START SELECTED PASSAGE

April Smith (center) and her band the Great Picture Show dished up an impressive and sadly under-attended performance last Sunday night at Muddy Waters.

James Sinclair

April Smith (center) and her band the Great Picture Show dished up an impressive and sadly under-attended performance last Sunday night at Muddy Waters.

April Smith and the Great Picture Show at Muddy Waters Café

Small Crowds Didn’t Stop This Frontwoman Fro Putting On a Show

In April Smith’s world—an alternate dimension in which the last 60 years of pop music never happened, save for the occasional Led Zeppelin reference—fans of indie rock and Glee are free to commingle. Dressed in an outfit Katy Perry might have abandoned once upon a time, the tiny young singer led her band, the Great Picture Show, through a series of often jitterbug-worthy tunes, belting for the criminally small audience that attended Sunday’s performance at Muddy Waters.

The set began with a tom-tom-driven drum feature, like something an indie Gene Krupa might play, which led into “Movie Loves a Screen,” the opening track from her full-length debut, Songs for a Sinking Ship. In the final bars, the song featured a vocal moment of truth, in which the singer’s voice swelled, broke, and crested beautifully at a bubbly high E.

After that number’s refrain of “I just want to mean something to you,” the next songs, “Drop Dead Gorgeous” and “Terrible Things,” showcased her dark side all the more effectively. The latter tune, where she warned of the nonspecific “things that I hide deep down inside,” was inspired by the show Dexter, but has also been featured in a Weeds promo.

END SELECTED PASSAGE
START RECORDED INFORMATION

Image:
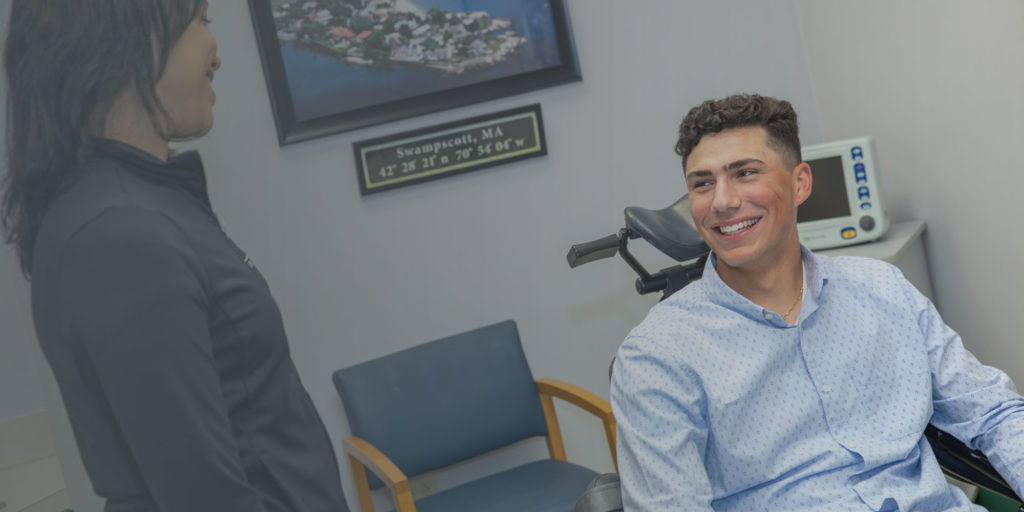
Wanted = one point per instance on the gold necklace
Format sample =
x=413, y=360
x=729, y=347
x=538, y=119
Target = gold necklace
x=798, y=301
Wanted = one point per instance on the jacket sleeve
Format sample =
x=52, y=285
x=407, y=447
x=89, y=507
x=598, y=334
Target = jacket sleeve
x=133, y=296
x=659, y=410
x=975, y=402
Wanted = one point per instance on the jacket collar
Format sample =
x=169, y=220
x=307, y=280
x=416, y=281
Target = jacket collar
x=183, y=170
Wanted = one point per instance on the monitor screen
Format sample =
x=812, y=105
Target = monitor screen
x=828, y=198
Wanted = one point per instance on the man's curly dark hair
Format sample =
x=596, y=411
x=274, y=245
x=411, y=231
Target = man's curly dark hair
x=713, y=116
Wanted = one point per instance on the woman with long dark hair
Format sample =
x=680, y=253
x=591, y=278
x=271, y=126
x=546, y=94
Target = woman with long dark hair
x=167, y=346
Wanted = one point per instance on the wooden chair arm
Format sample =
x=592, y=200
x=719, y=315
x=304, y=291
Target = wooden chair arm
x=582, y=398
x=363, y=456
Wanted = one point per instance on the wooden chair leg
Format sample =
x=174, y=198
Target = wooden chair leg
x=361, y=484
x=555, y=444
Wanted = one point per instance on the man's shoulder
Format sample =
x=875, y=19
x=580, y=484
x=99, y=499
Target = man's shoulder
x=855, y=269
x=675, y=318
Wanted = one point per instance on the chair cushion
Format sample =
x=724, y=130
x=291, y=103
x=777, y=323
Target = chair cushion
x=443, y=401
x=546, y=485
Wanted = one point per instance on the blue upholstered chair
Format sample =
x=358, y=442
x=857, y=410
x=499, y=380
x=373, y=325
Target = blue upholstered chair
x=448, y=400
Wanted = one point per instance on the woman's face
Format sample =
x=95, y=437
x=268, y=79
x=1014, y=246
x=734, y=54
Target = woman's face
x=185, y=88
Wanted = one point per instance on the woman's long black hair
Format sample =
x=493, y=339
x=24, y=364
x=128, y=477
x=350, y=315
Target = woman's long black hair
x=67, y=60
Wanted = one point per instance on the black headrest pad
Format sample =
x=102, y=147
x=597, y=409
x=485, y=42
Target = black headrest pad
x=669, y=229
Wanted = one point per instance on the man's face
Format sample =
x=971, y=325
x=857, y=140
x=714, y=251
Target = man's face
x=743, y=198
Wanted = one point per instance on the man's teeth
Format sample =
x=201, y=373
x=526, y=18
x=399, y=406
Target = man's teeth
x=731, y=228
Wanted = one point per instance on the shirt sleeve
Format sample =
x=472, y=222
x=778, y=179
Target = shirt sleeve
x=663, y=431
x=978, y=404
x=132, y=292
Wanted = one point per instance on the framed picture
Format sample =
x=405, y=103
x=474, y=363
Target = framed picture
x=335, y=66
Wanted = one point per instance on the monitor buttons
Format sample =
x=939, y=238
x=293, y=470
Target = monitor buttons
x=867, y=222
x=860, y=173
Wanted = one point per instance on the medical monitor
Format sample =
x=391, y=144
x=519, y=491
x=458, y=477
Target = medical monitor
x=846, y=205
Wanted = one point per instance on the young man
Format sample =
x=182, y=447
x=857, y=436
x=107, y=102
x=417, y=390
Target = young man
x=785, y=380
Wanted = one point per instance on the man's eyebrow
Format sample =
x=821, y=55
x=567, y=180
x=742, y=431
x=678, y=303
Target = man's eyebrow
x=742, y=163
x=729, y=167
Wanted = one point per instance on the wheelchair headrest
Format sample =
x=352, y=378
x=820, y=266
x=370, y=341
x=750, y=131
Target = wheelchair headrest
x=669, y=229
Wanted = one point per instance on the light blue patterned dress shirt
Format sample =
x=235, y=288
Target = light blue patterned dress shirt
x=722, y=404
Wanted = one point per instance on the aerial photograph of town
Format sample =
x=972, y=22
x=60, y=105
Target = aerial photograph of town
x=345, y=54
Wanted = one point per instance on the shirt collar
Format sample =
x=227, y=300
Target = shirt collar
x=816, y=271
x=183, y=170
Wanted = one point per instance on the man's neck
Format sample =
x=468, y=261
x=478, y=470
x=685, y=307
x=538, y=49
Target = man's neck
x=775, y=286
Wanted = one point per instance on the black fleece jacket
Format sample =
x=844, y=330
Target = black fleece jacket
x=169, y=350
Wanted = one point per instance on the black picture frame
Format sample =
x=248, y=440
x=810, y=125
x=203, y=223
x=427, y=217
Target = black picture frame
x=307, y=122
x=449, y=150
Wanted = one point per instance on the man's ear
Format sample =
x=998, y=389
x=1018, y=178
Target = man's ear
x=802, y=181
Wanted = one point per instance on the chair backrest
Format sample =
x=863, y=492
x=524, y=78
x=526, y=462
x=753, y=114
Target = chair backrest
x=445, y=400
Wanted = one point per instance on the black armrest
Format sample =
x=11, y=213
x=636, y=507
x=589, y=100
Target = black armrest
x=965, y=464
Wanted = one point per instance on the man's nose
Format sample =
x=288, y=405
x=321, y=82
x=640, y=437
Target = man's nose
x=725, y=197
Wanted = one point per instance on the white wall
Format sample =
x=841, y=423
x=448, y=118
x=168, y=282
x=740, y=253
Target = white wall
x=939, y=84
x=357, y=278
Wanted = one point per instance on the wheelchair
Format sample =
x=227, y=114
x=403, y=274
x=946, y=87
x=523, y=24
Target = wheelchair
x=672, y=231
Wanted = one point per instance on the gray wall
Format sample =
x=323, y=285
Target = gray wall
x=938, y=83
x=19, y=390
x=357, y=278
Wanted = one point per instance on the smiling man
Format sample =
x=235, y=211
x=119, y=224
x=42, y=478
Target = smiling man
x=785, y=380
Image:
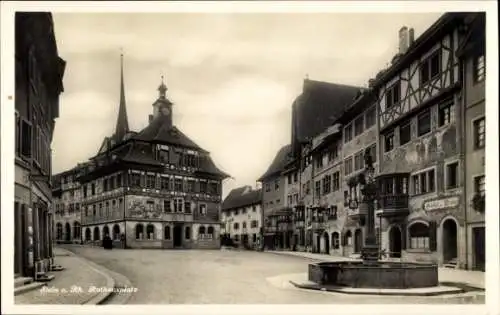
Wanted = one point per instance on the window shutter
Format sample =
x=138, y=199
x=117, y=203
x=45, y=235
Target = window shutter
x=403, y=236
x=26, y=139
x=433, y=236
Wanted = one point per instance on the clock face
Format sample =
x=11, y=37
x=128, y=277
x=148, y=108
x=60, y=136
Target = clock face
x=165, y=111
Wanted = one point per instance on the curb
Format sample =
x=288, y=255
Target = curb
x=110, y=282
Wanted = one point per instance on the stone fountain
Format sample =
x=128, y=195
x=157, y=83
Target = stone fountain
x=370, y=272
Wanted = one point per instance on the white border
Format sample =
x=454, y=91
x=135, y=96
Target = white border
x=7, y=143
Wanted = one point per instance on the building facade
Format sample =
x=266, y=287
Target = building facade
x=66, y=196
x=154, y=188
x=242, y=217
x=277, y=217
x=315, y=110
x=338, y=159
x=472, y=54
x=38, y=84
x=422, y=198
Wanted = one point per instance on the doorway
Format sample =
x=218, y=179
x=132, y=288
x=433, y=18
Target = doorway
x=395, y=242
x=177, y=235
x=479, y=248
x=326, y=237
x=67, y=230
x=358, y=241
x=449, y=238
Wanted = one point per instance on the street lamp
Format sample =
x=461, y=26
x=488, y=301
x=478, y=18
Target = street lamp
x=368, y=189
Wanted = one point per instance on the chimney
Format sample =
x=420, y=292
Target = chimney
x=411, y=36
x=403, y=40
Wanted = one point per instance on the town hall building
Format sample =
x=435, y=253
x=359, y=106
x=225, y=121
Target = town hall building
x=154, y=188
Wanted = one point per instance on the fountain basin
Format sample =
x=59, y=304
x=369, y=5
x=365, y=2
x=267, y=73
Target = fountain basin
x=383, y=275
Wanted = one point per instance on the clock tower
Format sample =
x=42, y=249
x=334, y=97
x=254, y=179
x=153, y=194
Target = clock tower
x=162, y=107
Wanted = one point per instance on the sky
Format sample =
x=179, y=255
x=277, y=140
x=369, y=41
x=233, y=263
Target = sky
x=232, y=77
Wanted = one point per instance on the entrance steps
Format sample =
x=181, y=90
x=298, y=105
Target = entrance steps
x=25, y=284
x=451, y=264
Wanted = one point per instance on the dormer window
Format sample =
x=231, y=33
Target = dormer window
x=430, y=68
x=393, y=95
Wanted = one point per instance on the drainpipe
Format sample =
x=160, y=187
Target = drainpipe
x=463, y=152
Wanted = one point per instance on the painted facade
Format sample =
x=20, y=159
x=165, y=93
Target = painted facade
x=66, y=194
x=420, y=121
x=151, y=189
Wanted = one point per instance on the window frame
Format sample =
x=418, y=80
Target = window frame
x=428, y=113
x=447, y=174
x=476, y=134
x=390, y=95
x=389, y=135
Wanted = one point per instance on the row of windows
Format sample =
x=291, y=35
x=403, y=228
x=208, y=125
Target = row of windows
x=293, y=178
x=61, y=209
x=154, y=182
x=32, y=142
x=244, y=210
x=429, y=69
x=332, y=153
x=446, y=116
x=293, y=199
x=360, y=124
x=182, y=159
x=330, y=183
x=253, y=224
x=276, y=185
x=176, y=205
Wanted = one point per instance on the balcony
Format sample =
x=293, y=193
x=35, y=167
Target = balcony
x=358, y=213
x=393, y=206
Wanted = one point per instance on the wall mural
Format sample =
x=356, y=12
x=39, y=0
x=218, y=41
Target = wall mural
x=139, y=209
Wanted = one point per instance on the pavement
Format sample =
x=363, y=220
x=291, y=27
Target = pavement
x=230, y=277
x=468, y=277
x=74, y=285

END RECORDED INFORMATION

*WORK TASK*
Reproduce the concert review above word for word, from "April Smith and" to "performance at Muddy Waters.".

*RESPONSE TO THE EXERCISE*
April Smith and the Great Picture Show at Muddy Waters Café

Small Crowds Didn’t Stop This Frontwoman Fro Putting On a Show

In April Smith’s world—an alternate dimension in which the last 60 years of pop music never happened, save for the occasional Led Zeppelin reference—fans of indie rock and Glee are free to commingle. Dressed in an outfit Katy Perry might have abandoned once upon a time, the tiny young singer led her band, the Great Picture Show, through a series of often jitterbug-worthy tunes, belting for the criminally small audience that attended Sunday’s performance at Muddy Waters.